Keyboard shortcuts

Press or to navigate between chapters

Press S or / to search in the book

Press ? to show this help

Press Esc to hide this help

The Reentrancy Connection

Here is the central thesis of this chapter: Ethereum smart-contract reentrancy attacks are exception-safety bugs. Not analogous to exception-safety bugs. Not metaphorically related. Structurally identical. The same shape of mistake, with the same fix. The only thing different is the costume.

If this seems like a stretch, stay with me. By the end of the chapter I want this to feel obvious.

The shape of the problem, abstracted

In any programming language with the following properties, the bug exists:

  1. There is a function F that mutates state across multiple steps.
  2. Between two of those steps, F calls another function G.
  3. G’s execution is, from F’s perspective, opaque — F does not know what G will do.
  4. G is capable of re-entering F’s context: calling back into F, observing F’s partially-mutated state, or transferring control such that the rest of F is not yet executed.

Substitute concrete things for F, G, and “re-enter”:

FG“re-enter”
C++ function with multi-step state updateA throwing operationThe throw skips the rest of F
Method holding a mutex while modifying shared stateCode that releases the lockAnother thread sees partial state
Smart contract functionAn external contract callThe external contract calls back into F
Signal handlerA non-async-signal-safe library callA second signal arrives
Database transactionApplication code that readsApplication reads partially-committed state

These are, again, not analogous. They are the same problem. In each case, F made a mistake by assuming control would return to it linearly after G returned, and that assumption was wrong. Whether the assumption was wrong because G threw, or because G blocked while another thread interfered, or because G was an external contract that called back, is a matter of detail. The structural error is the same.

A brief refresher: how Ethereum reentrancy works

Smart contracts on Ethereum are programs that hold balances of Ether (or tokens) and execute when called. A contract function may call another contract — and that other contract is, from the caller’s perspective, opaque, since contracts are deployed independently and the caller may not know what the callee does.

▶ _Given information_
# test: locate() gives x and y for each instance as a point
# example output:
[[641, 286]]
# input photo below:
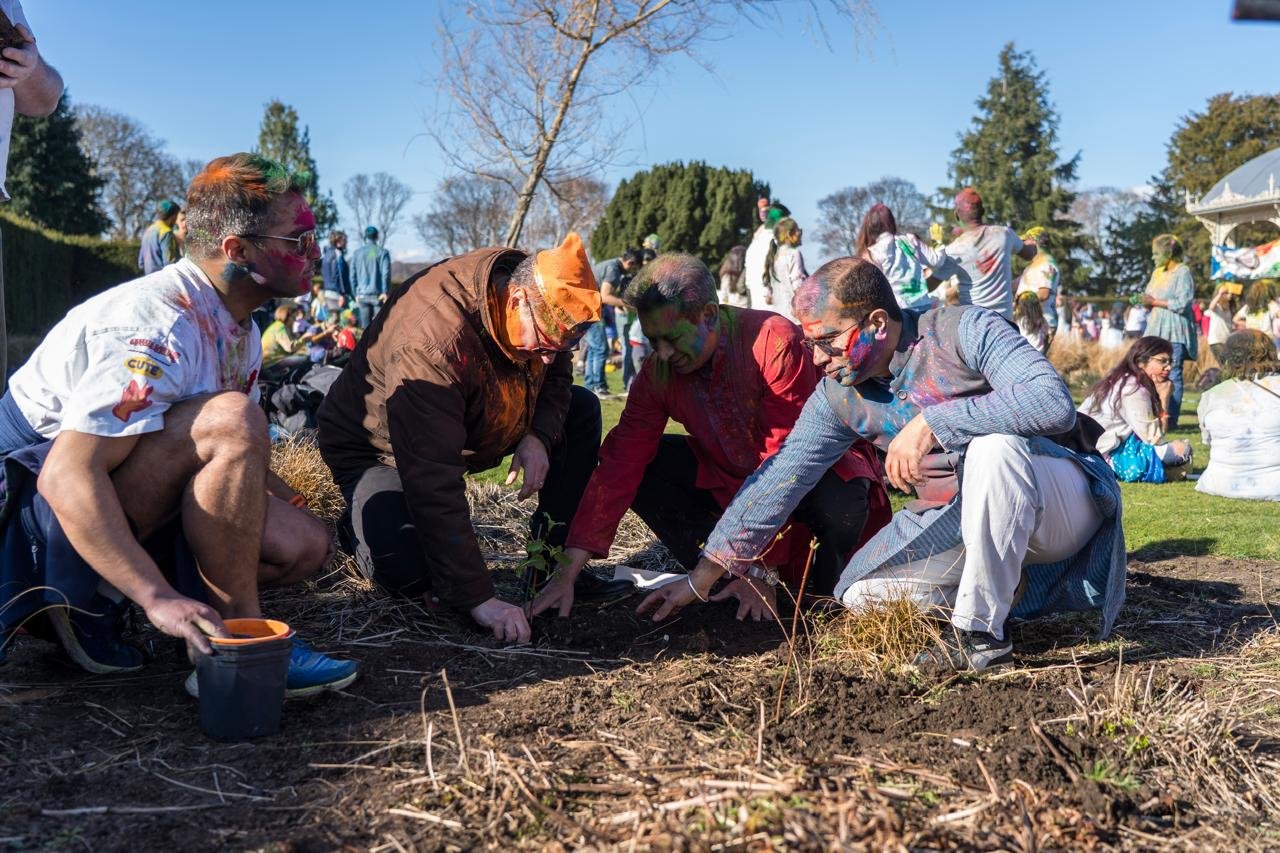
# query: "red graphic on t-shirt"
[[133, 400]]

▶ _Exercise prompt_
Extend the reentrancy chapter from the point where it stops. The listing is separate material and has no connection to the reentrancy chapter.

▶ _Reply to the exercise_
The classic vulnerable pattern, in Solidity:

contract Vulnerable {
    mapping(address => uint) public balances;

    function withdraw(uint amount) public {
        require(balances[msg.sender] >= amount);

        // (1) Send the Ether
        (bool success,) = msg.sender.call{value: amount}("");
        require(success);

        // (2) Update the balance
        balances[msg.sender] -= amount;
    }
}

The flaw: at step (1), Ether is sent to msg.sender. If msg.sender is a contract, that contract’s code runs as part of receiving the Ether (Ethereum allows this; receiver code runs synchronously within the sender’s transaction). That code can call withdraw again, recursively, before step (2) has run, which means balances[msg.sender] is still its original value. The check at the top still passes. Money flows out a second time. And a third. And until either the gas runs out, the source contract is drained, or the attacker chooses to stop.

The DAO hack of 2016 was exactly this. Approximately $50 million in Ether was drained from a contract that held investor funds. A community-divisive hard fork was performed to recover most of the funds, splitting the chain into Ethereum and Ethereum Classic. It is the most consequential exception-safety-shaped bug in the history of computing, by dollar value.

Why this is exception safety

Re-read the Solidity code with chapter 1’s vocabulary in mind.

withdraw is a function that mutates state across multiple steps. Between checking the balance and decrementing it, it makes an external call. The external call is opaque — withdraw does not know what msg.sender.call will do. The external call is capable of re-entering withdraw — by calling back into the same contract — and observing the partially-mutated state (specifically, the state where the balance has not yet been decremented).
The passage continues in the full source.